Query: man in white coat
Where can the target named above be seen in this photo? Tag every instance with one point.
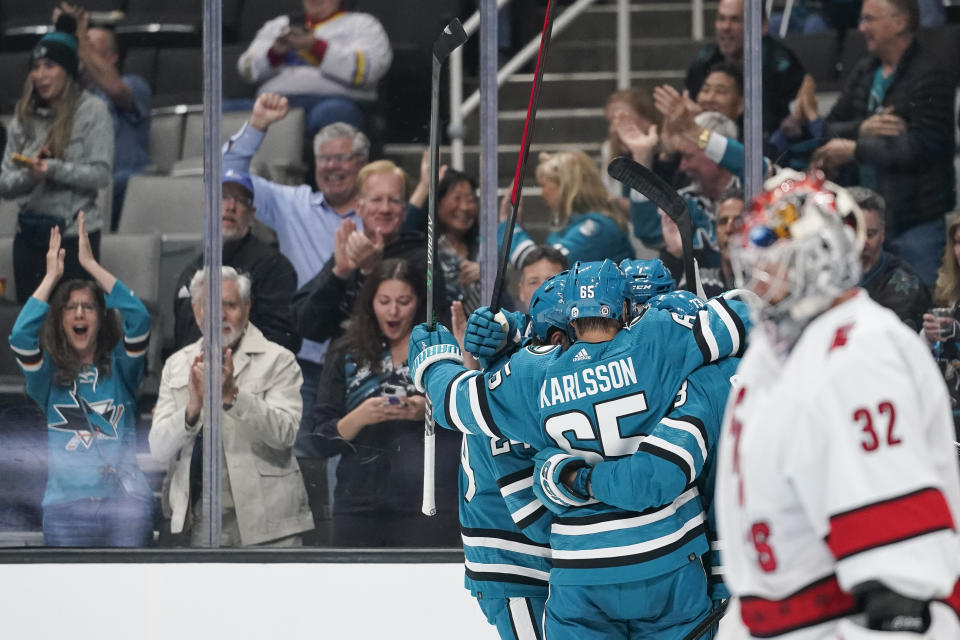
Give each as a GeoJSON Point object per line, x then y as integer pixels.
{"type": "Point", "coordinates": [263, 497]}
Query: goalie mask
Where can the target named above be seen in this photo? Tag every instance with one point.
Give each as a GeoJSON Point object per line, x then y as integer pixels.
{"type": "Point", "coordinates": [799, 250]}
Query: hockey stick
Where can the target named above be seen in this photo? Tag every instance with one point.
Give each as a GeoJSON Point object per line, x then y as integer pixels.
{"type": "Point", "coordinates": [712, 618]}
{"type": "Point", "coordinates": [452, 37]}
{"type": "Point", "coordinates": [504, 258]}
{"type": "Point", "coordinates": [654, 188]}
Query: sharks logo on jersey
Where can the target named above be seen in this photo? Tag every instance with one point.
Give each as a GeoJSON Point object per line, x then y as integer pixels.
{"type": "Point", "coordinates": [87, 420]}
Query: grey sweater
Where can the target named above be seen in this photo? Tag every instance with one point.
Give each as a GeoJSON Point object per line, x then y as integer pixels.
{"type": "Point", "coordinates": [72, 182]}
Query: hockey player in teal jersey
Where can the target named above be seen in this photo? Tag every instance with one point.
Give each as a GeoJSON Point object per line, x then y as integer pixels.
{"type": "Point", "coordinates": [505, 527]}
{"type": "Point", "coordinates": [598, 400]}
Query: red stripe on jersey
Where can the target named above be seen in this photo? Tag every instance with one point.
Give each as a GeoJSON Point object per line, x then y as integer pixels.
{"type": "Point", "coordinates": [953, 600]}
{"type": "Point", "coordinates": [889, 521]}
{"type": "Point", "coordinates": [816, 603]}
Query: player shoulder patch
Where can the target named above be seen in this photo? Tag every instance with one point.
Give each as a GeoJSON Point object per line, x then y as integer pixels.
{"type": "Point", "coordinates": [588, 228]}
{"type": "Point", "coordinates": [840, 337]}
{"type": "Point", "coordinates": [539, 350]}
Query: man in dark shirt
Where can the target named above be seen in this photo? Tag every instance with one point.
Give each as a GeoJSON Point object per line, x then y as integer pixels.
{"type": "Point", "coordinates": [889, 280]}
{"type": "Point", "coordinates": [782, 70]}
{"type": "Point", "coordinates": [893, 123]}
{"type": "Point", "coordinates": [273, 278]}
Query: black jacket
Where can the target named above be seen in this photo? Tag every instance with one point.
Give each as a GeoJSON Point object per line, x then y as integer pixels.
{"type": "Point", "coordinates": [782, 76]}
{"type": "Point", "coordinates": [322, 304]}
{"type": "Point", "coordinates": [915, 169]}
{"type": "Point", "coordinates": [273, 283]}
{"type": "Point", "coordinates": [382, 468]}
{"type": "Point", "coordinates": [895, 285]}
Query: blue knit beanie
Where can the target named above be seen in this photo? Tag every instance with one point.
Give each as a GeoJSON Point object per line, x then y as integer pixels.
{"type": "Point", "coordinates": [60, 45]}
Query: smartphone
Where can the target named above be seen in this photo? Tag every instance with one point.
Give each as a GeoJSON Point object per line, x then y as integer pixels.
{"type": "Point", "coordinates": [22, 160]}
{"type": "Point", "coordinates": [393, 395]}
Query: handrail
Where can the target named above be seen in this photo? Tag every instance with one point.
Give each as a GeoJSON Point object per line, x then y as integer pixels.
{"type": "Point", "coordinates": [459, 111]}
{"type": "Point", "coordinates": [696, 19]}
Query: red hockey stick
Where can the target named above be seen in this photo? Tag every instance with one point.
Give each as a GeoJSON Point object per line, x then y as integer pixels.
{"type": "Point", "coordinates": [504, 257]}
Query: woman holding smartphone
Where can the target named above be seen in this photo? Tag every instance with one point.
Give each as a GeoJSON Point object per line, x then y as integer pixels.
{"type": "Point", "coordinates": [59, 152]}
{"type": "Point", "coordinates": [368, 412]}
{"type": "Point", "coordinates": [83, 368]}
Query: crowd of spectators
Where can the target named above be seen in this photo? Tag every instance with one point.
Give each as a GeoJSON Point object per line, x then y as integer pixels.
{"type": "Point", "coordinates": [320, 418]}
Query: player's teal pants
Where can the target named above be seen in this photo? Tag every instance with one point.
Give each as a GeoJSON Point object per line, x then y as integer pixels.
{"type": "Point", "coordinates": [515, 618]}
{"type": "Point", "coordinates": [663, 608]}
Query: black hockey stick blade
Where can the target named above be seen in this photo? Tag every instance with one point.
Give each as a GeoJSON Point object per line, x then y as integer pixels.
{"type": "Point", "coordinates": [712, 618]}
{"type": "Point", "coordinates": [504, 256]}
{"type": "Point", "coordinates": [452, 37]}
{"type": "Point", "coordinates": [654, 188]}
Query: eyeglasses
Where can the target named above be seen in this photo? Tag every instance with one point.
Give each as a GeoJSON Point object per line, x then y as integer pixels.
{"type": "Point", "coordinates": [71, 307]}
{"type": "Point", "coordinates": [866, 18]}
{"type": "Point", "coordinates": [241, 200]}
{"type": "Point", "coordinates": [338, 158]}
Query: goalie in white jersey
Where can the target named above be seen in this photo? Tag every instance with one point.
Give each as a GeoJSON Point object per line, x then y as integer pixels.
{"type": "Point", "coordinates": [838, 489]}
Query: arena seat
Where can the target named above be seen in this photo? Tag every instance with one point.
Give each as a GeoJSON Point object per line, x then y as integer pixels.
{"type": "Point", "coordinates": [141, 62]}
{"type": "Point", "coordinates": [279, 156]}
{"type": "Point", "coordinates": [13, 73]}
{"type": "Point", "coordinates": [6, 269]}
{"type": "Point", "coordinates": [8, 217]}
{"type": "Point", "coordinates": [234, 86]}
{"type": "Point", "coordinates": [179, 78]}
{"type": "Point", "coordinates": [166, 138]}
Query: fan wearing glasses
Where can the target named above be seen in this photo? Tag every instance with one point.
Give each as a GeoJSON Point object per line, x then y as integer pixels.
{"type": "Point", "coordinates": [273, 278]}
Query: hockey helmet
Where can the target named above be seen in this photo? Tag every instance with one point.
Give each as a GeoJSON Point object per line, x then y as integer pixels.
{"type": "Point", "coordinates": [645, 279]}
{"type": "Point", "coordinates": [595, 290]}
{"type": "Point", "coordinates": [799, 248]}
{"type": "Point", "coordinates": [546, 307]}
{"type": "Point", "coordinates": [682, 302]}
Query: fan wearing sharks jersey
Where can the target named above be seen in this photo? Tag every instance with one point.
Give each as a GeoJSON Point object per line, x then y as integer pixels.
{"type": "Point", "coordinates": [598, 399]}
{"type": "Point", "coordinates": [83, 371]}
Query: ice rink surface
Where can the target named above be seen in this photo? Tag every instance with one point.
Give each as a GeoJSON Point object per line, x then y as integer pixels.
{"type": "Point", "coordinates": [245, 602]}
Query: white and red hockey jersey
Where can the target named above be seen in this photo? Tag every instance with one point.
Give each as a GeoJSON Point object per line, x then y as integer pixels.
{"type": "Point", "coordinates": [837, 467]}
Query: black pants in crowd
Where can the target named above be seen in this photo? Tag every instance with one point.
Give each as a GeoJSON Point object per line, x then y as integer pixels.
{"type": "Point", "coordinates": [30, 258]}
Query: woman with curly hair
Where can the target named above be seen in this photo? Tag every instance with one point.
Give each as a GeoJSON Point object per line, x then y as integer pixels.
{"type": "Point", "coordinates": [369, 412]}
{"type": "Point", "coordinates": [83, 370]}
{"type": "Point", "coordinates": [59, 152]}
{"type": "Point", "coordinates": [585, 226]}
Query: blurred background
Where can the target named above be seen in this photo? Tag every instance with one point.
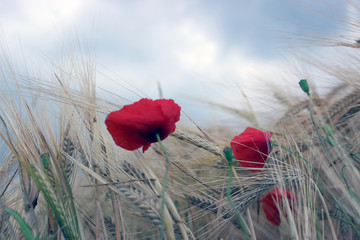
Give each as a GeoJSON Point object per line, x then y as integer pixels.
{"type": "Point", "coordinates": [204, 54]}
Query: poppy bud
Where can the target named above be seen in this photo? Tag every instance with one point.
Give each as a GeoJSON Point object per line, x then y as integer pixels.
{"type": "Point", "coordinates": [228, 154]}
{"type": "Point", "coordinates": [305, 86]}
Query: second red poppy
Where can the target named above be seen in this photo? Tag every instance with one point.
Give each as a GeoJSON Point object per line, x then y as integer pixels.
{"type": "Point", "coordinates": [251, 148]}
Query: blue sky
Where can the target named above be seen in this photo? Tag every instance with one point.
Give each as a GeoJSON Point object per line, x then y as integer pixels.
{"type": "Point", "coordinates": [195, 49]}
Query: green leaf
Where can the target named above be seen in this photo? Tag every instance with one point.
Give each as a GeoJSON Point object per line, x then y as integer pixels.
{"type": "Point", "coordinates": [304, 86]}
{"type": "Point", "coordinates": [45, 160]}
{"type": "Point", "coordinates": [25, 228]}
{"type": "Point", "coordinates": [228, 154]}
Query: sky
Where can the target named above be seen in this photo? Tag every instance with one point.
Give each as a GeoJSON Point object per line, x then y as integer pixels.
{"type": "Point", "coordinates": [195, 50]}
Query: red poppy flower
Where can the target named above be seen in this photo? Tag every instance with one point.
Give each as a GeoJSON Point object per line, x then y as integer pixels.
{"type": "Point", "coordinates": [251, 148]}
{"type": "Point", "coordinates": [272, 204]}
{"type": "Point", "coordinates": [137, 124]}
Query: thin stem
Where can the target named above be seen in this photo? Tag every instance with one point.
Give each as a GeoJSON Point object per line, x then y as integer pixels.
{"type": "Point", "coordinates": [241, 220]}
{"type": "Point", "coordinates": [163, 186]}
{"type": "Point", "coordinates": [322, 181]}
{"type": "Point", "coordinates": [352, 154]}
{"type": "Point", "coordinates": [318, 133]}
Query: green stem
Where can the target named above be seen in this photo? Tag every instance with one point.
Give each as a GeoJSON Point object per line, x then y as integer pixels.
{"type": "Point", "coordinates": [318, 133]}
{"type": "Point", "coordinates": [163, 186]}
{"type": "Point", "coordinates": [352, 193]}
{"type": "Point", "coordinates": [352, 154]}
{"type": "Point", "coordinates": [322, 181]}
{"type": "Point", "coordinates": [240, 218]}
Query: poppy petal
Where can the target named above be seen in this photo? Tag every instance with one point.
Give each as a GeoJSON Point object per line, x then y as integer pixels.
{"type": "Point", "coordinates": [251, 148]}
{"type": "Point", "coordinates": [137, 124]}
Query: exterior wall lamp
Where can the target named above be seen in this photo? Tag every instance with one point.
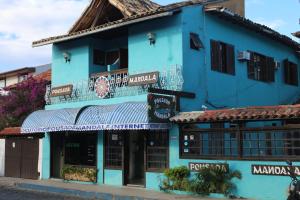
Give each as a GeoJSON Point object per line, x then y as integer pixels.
{"type": "Point", "coordinates": [67, 57]}
{"type": "Point", "coordinates": [151, 38]}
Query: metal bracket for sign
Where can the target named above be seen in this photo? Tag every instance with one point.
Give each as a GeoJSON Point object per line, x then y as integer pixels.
{"type": "Point", "coordinates": [177, 94]}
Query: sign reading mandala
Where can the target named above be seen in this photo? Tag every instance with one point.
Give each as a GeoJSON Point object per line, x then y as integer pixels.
{"type": "Point", "coordinates": [143, 79]}
{"type": "Point", "coordinates": [198, 166]}
{"type": "Point", "coordinates": [102, 87]}
{"type": "Point", "coordinates": [275, 170]}
{"type": "Point", "coordinates": [65, 90]}
{"type": "Point", "coordinates": [161, 108]}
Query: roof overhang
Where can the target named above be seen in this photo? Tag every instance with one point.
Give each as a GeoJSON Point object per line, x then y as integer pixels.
{"type": "Point", "coordinates": [102, 28]}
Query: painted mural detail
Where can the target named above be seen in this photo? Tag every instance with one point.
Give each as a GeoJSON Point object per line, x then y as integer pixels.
{"type": "Point", "coordinates": [161, 108]}
{"type": "Point", "coordinates": [198, 166]}
{"type": "Point", "coordinates": [117, 82]}
{"type": "Point", "coordinates": [102, 87]}
{"type": "Point", "coordinates": [143, 79]}
{"type": "Point", "coordinates": [275, 170]}
{"type": "Point", "coordinates": [65, 90]}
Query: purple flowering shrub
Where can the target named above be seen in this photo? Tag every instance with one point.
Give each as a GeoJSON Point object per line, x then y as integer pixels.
{"type": "Point", "coordinates": [26, 98]}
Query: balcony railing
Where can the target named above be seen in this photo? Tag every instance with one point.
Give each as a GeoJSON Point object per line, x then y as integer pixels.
{"type": "Point", "coordinates": [117, 83]}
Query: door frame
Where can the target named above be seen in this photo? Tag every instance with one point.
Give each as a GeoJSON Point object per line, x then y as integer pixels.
{"type": "Point", "coordinates": [126, 161]}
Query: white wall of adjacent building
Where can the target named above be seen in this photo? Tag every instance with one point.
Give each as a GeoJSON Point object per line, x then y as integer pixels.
{"type": "Point", "coordinates": [2, 156]}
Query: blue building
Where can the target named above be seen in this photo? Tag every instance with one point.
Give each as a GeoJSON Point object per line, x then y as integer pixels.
{"type": "Point", "coordinates": [125, 68]}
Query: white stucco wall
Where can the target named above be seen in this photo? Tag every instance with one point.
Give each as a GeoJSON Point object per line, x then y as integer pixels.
{"type": "Point", "coordinates": [40, 163]}
{"type": "Point", "coordinates": [2, 156]}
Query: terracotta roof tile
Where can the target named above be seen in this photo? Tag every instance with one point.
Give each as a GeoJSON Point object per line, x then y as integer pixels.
{"type": "Point", "coordinates": [240, 114]}
{"type": "Point", "coordinates": [12, 131]}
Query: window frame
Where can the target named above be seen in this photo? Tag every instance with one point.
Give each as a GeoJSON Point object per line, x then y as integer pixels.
{"type": "Point", "coordinates": [261, 68]}
{"type": "Point", "coordinates": [240, 132]}
{"type": "Point", "coordinates": [292, 69]}
{"type": "Point", "coordinates": [195, 42]}
{"type": "Point", "coordinates": [222, 57]}
{"type": "Point", "coordinates": [161, 147]}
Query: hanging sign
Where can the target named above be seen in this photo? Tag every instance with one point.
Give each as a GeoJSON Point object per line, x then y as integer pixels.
{"type": "Point", "coordinates": [65, 90]}
{"type": "Point", "coordinates": [143, 79]}
{"type": "Point", "coordinates": [161, 108]}
{"type": "Point", "coordinates": [195, 167]}
{"type": "Point", "coordinates": [274, 170]}
{"type": "Point", "coordinates": [102, 87]}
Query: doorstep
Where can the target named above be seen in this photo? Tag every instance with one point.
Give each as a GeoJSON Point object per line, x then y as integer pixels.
{"type": "Point", "coordinates": [102, 192]}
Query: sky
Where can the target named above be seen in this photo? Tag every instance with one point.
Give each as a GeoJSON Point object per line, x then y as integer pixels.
{"type": "Point", "coordinates": [24, 21]}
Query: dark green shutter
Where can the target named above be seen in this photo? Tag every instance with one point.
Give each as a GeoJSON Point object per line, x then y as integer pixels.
{"type": "Point", "coordinates": [215, 55]}
{"type": "Point", "coordinates": [250, 66]}
{"type": "Point", "coordinates": [230, 59]}
{"type": "Point", "coordinates": [270, 69]}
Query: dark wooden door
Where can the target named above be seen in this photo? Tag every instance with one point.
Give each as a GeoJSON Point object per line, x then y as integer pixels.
{"type": "Point", "coordinates": [13, 157]}
{"type": "Point", "coordinates": [29, 158]}
{"type": "Point", "coordinates": [21, 158]}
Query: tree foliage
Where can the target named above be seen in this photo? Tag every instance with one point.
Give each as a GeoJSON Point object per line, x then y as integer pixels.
{"type": "Point", "coordinates": [27, 97]}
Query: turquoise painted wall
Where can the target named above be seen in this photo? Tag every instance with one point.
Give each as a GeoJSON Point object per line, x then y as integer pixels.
{"type": "Point", "coordinates": [100, 161]}
{"type": "Point", "coordinates": [167, 50]}
{"type": "Point", "coordinates": [173, 47]}
{"type": "Point", "coordinates": [46, 157]}
{"type": "Point", "coordinates": [251, 186]}
{"type": "Point", "coordinates": [113, 177]}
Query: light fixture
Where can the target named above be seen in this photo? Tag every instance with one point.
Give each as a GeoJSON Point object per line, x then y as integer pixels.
{"type": "Point", "coordinates": [67, 56]}
{"type": "Point", "coordinates": [151, 38]}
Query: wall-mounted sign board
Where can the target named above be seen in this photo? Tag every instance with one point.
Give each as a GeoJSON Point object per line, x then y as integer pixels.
{"type": "Point", "coordinates": [161, 108]}
{"type": "Point", "coordinates": [274, 170]}
{"type": "Point", "coordinates": [65, 90]}
{"type": "Point", "coordinates": [194, 167]}
{"type": "Point", "coordinates": [143, 79]}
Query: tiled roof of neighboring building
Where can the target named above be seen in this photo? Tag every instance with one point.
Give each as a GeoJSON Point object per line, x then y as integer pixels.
{"type": "Point", "coordinates": [43, 76]}
{"type": "Point", "coordinates": [226, 14]}
{"type": "Point", "coordinates": [12, 131]}
{"type": "Point", "coordinates": [17, 72]}
{"type": "Point", "coordinates": [240, 114]}
{"type": "Point", "coordinates": [142, 16]}
{"type": "Point", "coordinates": [115, 24]}
{"type": "Point", "coordinates": [297, 34]}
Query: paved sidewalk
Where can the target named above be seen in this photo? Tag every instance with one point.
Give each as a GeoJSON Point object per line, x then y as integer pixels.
{"type": "Point", "coordinates": [92, 191]}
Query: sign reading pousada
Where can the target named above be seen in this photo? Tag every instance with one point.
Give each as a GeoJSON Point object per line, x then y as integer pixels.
{"type": "Point", "coordinates": [275, 170]}
{"type": "Point", "coordinates": [62, 90]}
{"type": "Point", "coordinates": [198, 166]}
{"type": "Point", "coordinates": [143, 79]}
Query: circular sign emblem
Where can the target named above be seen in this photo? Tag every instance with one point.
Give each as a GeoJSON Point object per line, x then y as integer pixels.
{"type": "Point", "coordinates": [102, 87]}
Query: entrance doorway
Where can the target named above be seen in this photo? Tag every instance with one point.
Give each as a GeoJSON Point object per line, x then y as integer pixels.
{"type": "Point", "coordinates": [134, 157]}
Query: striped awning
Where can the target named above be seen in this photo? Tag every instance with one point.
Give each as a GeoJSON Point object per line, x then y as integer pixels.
{"type": "Point", "coordinates": [125, 116]}
{"type": "Point", "coordinates": [50, 120]}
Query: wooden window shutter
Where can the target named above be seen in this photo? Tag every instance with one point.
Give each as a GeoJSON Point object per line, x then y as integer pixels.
{"type": "Point", "coordinates": [230, 59]}
{"type": "Point", "coordinates": [215, 55]}
{"type": "Point", "coordinates": [123, 58]}
{"type": "Point", "coordinates": [286, 71]}
{"type": "Point", "coordinates": [270, 69]}
{"type": "Point", "coordinates": [250, 66]}
{"type": "Point", "coordinates": [294, 75]}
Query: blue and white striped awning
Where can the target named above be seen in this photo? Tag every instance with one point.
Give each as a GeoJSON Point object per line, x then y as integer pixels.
{"type": "Point", "coordinates": [125, 116]}
{"type": "Point", "coordinates": [50, 120]}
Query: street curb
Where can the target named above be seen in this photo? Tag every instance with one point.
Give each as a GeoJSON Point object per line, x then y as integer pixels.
{"type": "Point", "coordinates": [77, 193]}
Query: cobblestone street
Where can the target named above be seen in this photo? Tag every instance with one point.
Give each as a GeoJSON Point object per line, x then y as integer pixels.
{"type": "Point", "coordinates": [8, 193]}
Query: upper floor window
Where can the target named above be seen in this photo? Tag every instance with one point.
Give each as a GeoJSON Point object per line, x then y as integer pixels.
{"type": "Point", "coordinates": [23, 77]}
{"type": "Point", "coordinates": [195, 42]}
{"type": "Point", "coordinates": [261, 68]}
{"type": "Point", "coordinates": [222, 57]}
{"type": "Point", "coordinates": [116, 57]}
{"type": "Point", "coordinates": [290, 73]}
{"type": "Point", "coordinates": [2, 83]}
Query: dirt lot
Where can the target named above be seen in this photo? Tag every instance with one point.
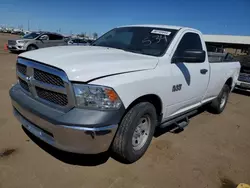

════

Assignment: Pull every line containing "wooden" out of the records.

Final answer:
Query: dark wooden door
Query: wooden window shutter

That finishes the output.